Assignment 1:
Rewrite the passage on North Korea's failed satellite launch, starting with "The result was" and going on through "minister, Kim Sung-hwan.", with "regrettable" changed to "unfortunate".
Assignment 2:
In the passage on North Korea's failed satellite launch, how much food aid did North Korea lose, and what was it estimated to be worth?

Page excerpt:

......

The government, more famous for shutting its country off from the outside world, had intensified the pre-launch publicity. It trumpeted the satellite programme as a key achievement of Kim, claiming that he had personally directed a previous satellite launching in 2009. It also invited foreign journalists to visit the launch site and command and control centre.
The result was more than a loss of face. North Korea lost 240,000 tons of food aid, estimated to be worth $200 million, that Washington had promised in February but then said it was cancelling because of the announced rocket launch.
South Korea did not lose the opportunity to jab at the North’s hurt pride.
“It is very regrettable that North Korea is spending enormous resources on developing nuclear and missile capabilities while ignoring the urgent welfare issue of the North Korean people such as chronic food shortages,” said its foreign minister, Kim Sung-hwan.
“It’s is hard to imagine a greater humiliation,” North Korea expert Marcus Noland said in his blog at the website of the Peter G. Peterson Institute for International Economics in Washington.
“The North Koreans have managed in a single stroke to not only defy the UN Security Council, the United States, and even their patron China, but also demonstrate ineptitude,” Noland said. “Some of the scientists and engineers associated with the launch are likely facing death or the gulag as scapegoats for this embarrassment.”
The North’s two previous attempts to put a satellite into orbit both failed, according to US officials, but both times the government insisted that the satellites were circling the earth and broadcasting songs about its great leaders.
This time, it had to admit to failure, analysts said, because of the presence of so many foreign reporters and because neighbouring countries were watching the much-anticipated launch more closely than ever. Today, the North’s Central TV interrupted its regular programmes to report the news. While this indicated that the government was not withholding the political embarrassment from its people, foreign reporters in Pyongyang said four long hours of eerie silence passed before the government admitted to its abortive launch.
Still, analysts warned, it was not a time for the North’s critics to gloat.
The North’s admission “suggests that, although a major setback to North Korea’s plan to celebrate Kim Il-sung’s centenary with a demonstration of hi-tech prowess, it is not such an embarrassment that they would try to deny it”, said John Delury, a North Korea expert at Yonsei University in Seoul. “There will be more propaganda opportunities over the weekend that perhaps can make up for the satellite’s fizzle.”
One question that today’s failed launch raises is: Where will the new leadership turn now for a much needed legitimisation of Kim’s dynastic succession?

......

Source material:
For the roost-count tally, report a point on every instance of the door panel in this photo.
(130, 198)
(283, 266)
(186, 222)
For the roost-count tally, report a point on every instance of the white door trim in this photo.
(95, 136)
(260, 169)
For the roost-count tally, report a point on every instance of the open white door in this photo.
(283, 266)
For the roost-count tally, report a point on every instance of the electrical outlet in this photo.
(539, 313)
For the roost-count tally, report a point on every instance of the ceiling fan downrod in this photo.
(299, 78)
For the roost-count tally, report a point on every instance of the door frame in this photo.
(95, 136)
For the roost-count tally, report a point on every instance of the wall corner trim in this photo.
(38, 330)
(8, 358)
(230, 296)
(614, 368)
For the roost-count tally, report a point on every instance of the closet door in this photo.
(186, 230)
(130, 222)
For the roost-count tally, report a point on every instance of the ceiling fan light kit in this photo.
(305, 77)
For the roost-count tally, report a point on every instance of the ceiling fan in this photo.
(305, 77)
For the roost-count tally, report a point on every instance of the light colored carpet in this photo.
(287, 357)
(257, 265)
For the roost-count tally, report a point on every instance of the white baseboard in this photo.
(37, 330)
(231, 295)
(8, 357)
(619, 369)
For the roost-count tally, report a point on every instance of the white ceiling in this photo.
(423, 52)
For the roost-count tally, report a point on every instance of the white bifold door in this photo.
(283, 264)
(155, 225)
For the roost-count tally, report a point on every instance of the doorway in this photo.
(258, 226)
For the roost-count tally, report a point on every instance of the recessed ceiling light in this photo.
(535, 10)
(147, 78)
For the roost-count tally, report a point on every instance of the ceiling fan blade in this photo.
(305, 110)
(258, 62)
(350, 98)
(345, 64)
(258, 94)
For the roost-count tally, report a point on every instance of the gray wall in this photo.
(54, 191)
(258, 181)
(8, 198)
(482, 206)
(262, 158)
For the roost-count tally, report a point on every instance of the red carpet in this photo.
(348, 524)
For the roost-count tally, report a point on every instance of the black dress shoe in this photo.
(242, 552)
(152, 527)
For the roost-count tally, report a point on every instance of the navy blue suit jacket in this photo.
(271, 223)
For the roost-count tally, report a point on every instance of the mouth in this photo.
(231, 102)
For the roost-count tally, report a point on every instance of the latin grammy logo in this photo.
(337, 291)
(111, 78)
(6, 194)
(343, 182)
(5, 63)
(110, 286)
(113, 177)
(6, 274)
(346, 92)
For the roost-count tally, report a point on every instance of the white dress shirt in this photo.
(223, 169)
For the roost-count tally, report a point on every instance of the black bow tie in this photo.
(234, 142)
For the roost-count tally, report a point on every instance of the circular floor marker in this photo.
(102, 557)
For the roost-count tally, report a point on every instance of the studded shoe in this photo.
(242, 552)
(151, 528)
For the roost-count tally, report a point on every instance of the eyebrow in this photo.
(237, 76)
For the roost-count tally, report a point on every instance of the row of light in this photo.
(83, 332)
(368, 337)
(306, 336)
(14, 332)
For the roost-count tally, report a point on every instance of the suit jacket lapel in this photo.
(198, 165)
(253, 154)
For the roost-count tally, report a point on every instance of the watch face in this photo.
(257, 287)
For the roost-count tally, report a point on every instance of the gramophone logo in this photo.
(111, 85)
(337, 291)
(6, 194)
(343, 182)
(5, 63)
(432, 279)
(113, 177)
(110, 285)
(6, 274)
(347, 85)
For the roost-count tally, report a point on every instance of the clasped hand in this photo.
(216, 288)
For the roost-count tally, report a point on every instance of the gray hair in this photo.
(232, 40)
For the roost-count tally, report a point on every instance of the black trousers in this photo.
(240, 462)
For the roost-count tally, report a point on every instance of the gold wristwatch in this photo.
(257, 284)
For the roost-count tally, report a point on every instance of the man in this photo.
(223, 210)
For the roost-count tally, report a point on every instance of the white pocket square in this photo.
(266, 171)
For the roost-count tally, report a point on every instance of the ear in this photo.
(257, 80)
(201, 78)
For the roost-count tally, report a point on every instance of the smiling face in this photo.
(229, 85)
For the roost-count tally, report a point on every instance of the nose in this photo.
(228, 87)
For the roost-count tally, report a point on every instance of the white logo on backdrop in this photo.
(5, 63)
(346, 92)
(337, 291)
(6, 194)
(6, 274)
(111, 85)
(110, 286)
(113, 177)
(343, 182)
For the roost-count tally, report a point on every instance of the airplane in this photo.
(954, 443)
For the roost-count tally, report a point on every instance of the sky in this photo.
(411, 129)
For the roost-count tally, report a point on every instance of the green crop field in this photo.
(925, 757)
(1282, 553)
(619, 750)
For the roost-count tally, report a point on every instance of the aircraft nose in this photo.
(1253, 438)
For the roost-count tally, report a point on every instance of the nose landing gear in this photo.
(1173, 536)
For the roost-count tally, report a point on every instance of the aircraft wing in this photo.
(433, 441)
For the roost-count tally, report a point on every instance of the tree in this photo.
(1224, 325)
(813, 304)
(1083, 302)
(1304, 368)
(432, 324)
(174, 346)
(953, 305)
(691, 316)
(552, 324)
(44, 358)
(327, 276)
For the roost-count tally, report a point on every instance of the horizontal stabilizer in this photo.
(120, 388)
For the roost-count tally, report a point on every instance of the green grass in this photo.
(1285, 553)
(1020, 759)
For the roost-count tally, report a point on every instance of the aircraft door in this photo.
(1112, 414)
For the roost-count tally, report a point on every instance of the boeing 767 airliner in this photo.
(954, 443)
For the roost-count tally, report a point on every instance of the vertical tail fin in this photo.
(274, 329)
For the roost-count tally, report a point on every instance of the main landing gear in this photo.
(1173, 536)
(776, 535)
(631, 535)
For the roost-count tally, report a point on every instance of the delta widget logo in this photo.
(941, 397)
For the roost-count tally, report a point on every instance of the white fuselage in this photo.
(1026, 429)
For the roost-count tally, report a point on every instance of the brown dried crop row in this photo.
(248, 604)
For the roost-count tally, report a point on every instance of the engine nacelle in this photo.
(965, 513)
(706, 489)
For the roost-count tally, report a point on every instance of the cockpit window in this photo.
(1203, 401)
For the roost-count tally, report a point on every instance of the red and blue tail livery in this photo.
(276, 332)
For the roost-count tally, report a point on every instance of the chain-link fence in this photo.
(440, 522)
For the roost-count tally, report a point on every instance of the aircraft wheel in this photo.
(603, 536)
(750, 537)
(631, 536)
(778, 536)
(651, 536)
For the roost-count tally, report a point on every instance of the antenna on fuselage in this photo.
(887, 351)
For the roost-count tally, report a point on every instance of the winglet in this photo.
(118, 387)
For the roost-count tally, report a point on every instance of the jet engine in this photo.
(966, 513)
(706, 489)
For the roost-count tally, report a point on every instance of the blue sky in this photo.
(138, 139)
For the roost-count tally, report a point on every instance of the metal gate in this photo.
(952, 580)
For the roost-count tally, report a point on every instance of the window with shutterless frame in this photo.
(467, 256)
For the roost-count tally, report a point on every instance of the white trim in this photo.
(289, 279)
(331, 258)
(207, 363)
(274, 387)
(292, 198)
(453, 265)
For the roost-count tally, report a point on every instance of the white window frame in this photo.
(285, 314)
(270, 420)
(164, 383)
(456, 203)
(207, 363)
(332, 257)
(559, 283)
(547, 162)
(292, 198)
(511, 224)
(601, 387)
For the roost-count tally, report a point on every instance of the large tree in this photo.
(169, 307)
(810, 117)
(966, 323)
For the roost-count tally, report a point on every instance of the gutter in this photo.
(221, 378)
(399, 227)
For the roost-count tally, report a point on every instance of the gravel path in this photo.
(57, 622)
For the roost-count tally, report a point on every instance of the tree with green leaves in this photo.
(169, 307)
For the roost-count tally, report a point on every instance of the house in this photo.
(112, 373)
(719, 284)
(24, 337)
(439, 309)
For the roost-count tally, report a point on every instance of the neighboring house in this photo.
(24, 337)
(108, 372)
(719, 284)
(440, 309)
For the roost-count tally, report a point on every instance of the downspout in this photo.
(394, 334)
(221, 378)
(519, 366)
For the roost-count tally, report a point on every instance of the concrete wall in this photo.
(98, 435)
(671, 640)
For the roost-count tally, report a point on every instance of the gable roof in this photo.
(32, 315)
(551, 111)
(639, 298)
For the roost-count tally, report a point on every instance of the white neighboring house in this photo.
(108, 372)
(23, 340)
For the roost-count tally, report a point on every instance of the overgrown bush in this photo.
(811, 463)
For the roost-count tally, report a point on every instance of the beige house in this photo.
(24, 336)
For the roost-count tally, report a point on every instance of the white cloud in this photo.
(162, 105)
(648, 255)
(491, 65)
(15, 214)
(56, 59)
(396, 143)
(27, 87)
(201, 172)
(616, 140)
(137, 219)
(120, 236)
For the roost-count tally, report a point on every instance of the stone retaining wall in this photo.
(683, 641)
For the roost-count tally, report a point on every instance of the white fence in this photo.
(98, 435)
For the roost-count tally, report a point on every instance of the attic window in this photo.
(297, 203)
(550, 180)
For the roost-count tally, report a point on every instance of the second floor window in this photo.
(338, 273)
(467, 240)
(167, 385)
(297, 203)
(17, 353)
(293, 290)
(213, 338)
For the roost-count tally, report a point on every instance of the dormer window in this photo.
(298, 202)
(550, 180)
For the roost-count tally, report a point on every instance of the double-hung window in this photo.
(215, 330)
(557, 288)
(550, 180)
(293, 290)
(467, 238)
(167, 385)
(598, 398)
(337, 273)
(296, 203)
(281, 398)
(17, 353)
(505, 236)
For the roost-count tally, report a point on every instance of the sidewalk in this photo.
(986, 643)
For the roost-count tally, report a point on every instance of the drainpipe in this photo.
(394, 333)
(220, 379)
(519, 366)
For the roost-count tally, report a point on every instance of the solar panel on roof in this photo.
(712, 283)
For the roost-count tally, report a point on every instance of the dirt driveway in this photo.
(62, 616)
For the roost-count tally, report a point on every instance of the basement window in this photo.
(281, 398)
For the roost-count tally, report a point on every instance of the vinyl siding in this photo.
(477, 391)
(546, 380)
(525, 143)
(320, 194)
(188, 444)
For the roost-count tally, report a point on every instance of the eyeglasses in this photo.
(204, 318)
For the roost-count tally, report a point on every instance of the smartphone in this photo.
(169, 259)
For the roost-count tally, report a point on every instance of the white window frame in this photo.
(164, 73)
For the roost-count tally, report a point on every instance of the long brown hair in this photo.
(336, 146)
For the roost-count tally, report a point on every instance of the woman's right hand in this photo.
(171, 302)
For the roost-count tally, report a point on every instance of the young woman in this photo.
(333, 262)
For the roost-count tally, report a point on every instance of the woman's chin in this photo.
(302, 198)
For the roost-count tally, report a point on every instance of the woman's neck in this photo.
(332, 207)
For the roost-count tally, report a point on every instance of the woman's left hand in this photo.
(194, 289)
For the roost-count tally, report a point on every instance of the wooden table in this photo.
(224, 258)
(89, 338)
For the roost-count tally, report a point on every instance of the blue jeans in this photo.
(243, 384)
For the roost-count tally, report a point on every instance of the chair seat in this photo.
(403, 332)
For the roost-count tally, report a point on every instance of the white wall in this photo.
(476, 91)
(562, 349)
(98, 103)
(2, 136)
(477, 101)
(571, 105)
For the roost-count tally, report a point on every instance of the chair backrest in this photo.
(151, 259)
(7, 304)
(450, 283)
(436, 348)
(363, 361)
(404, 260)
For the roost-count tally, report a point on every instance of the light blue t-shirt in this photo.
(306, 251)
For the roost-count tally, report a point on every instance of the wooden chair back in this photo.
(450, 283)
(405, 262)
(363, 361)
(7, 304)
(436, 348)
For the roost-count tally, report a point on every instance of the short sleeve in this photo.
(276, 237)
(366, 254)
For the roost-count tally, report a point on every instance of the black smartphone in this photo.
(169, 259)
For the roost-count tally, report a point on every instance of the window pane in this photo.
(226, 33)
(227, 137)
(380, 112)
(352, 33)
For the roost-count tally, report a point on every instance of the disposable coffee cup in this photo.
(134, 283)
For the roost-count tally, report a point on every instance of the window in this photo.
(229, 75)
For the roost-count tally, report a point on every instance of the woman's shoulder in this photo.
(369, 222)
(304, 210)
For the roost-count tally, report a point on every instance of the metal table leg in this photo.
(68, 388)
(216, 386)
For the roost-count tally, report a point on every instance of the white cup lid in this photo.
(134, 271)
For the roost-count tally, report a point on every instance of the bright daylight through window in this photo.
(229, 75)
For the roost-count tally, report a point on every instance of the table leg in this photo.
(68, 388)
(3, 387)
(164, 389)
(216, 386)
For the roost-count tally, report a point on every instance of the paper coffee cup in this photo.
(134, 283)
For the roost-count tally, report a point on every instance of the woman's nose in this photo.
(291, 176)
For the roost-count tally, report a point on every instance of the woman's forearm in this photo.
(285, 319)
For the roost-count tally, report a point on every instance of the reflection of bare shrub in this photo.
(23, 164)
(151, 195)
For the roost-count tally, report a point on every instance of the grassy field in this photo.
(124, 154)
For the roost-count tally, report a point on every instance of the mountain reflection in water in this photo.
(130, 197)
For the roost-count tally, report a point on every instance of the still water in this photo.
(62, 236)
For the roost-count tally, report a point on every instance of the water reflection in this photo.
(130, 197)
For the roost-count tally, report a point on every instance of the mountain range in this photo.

......

Task result 1:
The result was more than a loss of face. North Korea lost 240,000 tons of food aid, estimated to be worth $200 million, that Washington had promised in February but then said it was cancelling because of the announced rocket launch.
South Korea did not lose the opportunity to jab at the North’s hurt pride.
“It is very unfortunate that North Korea is spending enormous resources on developing nuclear and missile capabilities while ignoring the urgent welfare issue of the North Korean people such as chronic food shortages,” said its foreign minister, Kim Sung-hwan.

Task result 2:
240,000 tons, estimated to be worth $200 million.